== Requests ==
1. According to the study summary, which algorithm was implemented in FPGA hardware to solve the Riccati equation?
2. Reproduce the stretch of the study summary from "Purpose of the" through "and tuning flexibility." without changing it.

== Document ==

(begin)

Purpose of the Study:

  • To address the computational burden of SDRE-based designs, particularly for TVC.
  • To develop a computationally efficient and flexible Riccati equation solver for real-time implementation.
  • To guarantee the applicability and asymptotic stability of SDRE-based TVC without relying on extensive numerical checks.

Main Methods:

  • An FPGA hardware implementation of the Structure-Preserving Doubling Algorithm for Riccati equation solving was developed.
  • The extended solver was analyzed for computational efficiency (time and accuracy) and tuning flexibility.
  • The performance was benchmarked against standard MATLAB routines, focusing on computation time and accuracy residuals.

Main Results:

  • The proposed FPGA implementation achieved remarkable computational efficiency in both time and accuracy.
  • The extended solver's computation time was significantly reduced compared to the MATLAB benchmark.
  • Tuning flexibility was provided through the stopping criterion, utilizing the Frobenius norm of the RE's residual matrix.

Conclusions:

  • The FPGA-based Riccati equation solver offers a practical solution to enhance the real-time computational efficiency of SDRE designs.
  • The developed method provides a balance between computational speed and accuracy, crucial for applications like TVC.
  • This approach avoids common compromises by efficiently guaranteeing system stability and applicability.

(end)

== Raw data ==
(begin)

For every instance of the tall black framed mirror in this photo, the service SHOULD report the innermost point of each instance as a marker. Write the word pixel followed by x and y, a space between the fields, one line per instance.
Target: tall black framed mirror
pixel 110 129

(end)

== Solutions ==
1. The Structure-Preserving Doubling Algorithm.

2.
Purpose of the Study:

  • To address the computational burden of SDRE-based designs, particularly for TVC.
  • To develop a computationally efficient and flexible Riccati equation solver for real-time implementation.
  • To guarantee the applicability and asymptotic stability of SDRE-based TVC without relying on extensive numerical checks.

Main Methods:

  • An FPGA hardware implementation of the Structure-Preserving Doubling Algorithm for Riccati equation solving was developed.
  • The extended solver was analyzed for computational efficiency (time and accuracy) and tuning flexibility.